PASSAGE TO READ |
Your Family Budget is part of the Saving 201 series that looks at financial life after coupons – because it can’t all be about coupons.

Budget.

Cringe.

If you are like me, words like budget and diet (and when I was younger, curfew) made me think – restrictive, going without, and basically no-fun.

And so I bucked the budget.

I was just fine, thank you very much. I was living a respectable financial life. I wasn’t overspending. I didn’t have any credit card debt and I had a modest savings account. I was good. Or so I thought, in theory.

But the problem with theories is that you can’t put them in a savings accounts.

For some reason, once I turned 35 the magical “theory” machine seemed to go dry. I still wasn’t overspending, but I also wasn’t putting money away for my kids college, maxing out IRA accounts, or paying down the mortgage on my house. They were things I wanted to do – I just didn’t know how to do them with my current budget.

TASK INSTRUCTIONS |
**a.** In the budget article, at what age did the writer's "theory" machine seem to go dry?
**b.** Copy the budget article's passage that starts at the words "I was just fine, thank" and ends after "my current budget.".

LISTED ENTRIES |
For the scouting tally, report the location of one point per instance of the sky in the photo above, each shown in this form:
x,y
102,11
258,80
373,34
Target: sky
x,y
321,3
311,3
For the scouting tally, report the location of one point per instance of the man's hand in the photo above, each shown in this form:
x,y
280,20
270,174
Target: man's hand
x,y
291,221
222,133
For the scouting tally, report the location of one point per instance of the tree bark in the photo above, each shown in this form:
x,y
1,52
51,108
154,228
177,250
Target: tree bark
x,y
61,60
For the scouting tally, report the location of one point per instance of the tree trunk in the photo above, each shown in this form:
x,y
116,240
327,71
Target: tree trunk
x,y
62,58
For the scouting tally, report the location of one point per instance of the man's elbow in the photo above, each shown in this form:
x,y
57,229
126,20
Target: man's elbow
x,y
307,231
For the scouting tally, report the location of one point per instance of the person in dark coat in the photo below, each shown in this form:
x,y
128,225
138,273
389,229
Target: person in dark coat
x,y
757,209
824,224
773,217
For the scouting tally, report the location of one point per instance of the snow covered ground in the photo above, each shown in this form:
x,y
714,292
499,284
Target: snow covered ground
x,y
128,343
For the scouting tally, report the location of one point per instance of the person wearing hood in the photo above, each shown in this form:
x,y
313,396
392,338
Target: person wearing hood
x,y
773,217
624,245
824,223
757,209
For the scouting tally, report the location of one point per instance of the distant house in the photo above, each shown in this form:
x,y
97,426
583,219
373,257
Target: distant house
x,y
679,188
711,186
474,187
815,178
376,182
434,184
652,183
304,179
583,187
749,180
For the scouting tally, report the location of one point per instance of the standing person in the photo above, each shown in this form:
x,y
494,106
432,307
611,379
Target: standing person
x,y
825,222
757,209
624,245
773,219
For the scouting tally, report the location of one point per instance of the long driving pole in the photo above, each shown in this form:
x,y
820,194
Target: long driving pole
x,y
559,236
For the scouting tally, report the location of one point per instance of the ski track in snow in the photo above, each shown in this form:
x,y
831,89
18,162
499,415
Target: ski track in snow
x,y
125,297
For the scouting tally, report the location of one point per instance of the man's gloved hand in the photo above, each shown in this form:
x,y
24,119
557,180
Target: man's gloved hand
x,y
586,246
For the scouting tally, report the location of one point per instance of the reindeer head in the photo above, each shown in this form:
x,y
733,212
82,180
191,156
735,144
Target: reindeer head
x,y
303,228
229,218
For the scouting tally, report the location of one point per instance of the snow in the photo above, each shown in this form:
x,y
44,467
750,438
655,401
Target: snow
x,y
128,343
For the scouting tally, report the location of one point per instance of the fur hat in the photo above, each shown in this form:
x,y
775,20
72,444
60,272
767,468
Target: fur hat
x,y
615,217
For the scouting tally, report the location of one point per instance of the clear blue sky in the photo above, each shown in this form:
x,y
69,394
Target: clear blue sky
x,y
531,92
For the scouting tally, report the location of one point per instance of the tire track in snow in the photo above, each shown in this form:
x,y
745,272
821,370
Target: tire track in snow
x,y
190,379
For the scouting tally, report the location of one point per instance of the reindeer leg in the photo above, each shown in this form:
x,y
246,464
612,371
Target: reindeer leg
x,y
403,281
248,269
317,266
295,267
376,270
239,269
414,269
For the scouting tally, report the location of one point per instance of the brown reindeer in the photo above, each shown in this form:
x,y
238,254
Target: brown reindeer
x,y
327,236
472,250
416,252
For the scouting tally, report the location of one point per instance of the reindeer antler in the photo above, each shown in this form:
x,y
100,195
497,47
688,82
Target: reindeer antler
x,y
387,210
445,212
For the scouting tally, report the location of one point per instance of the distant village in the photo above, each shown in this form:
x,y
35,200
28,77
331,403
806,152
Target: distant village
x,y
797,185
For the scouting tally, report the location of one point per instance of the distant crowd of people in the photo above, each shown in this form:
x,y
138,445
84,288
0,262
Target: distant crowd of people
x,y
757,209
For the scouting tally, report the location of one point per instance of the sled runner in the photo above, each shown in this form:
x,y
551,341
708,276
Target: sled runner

RESPONSE LIST |
**a.** At age 35.

**b.**
I was just fine, thank you very much. I was living a respectable financial life. I wasn’t overspending. I didn’t have any credit card debt and I had a modest savings account. I was good. Or so I thought, in theory.

But the problem with theories is that you can’t put them in a savings accounts.

For some reason, once I turned 35 the magical “theory” machine seemed to go dry. I still wasn’t overspending, but I also wasn’t putting money away for my kids college, maxing out IRA accounts, or paying down the mortgage on my house. They were things I wanted to do – I just didn’t know how to do them with my current budget.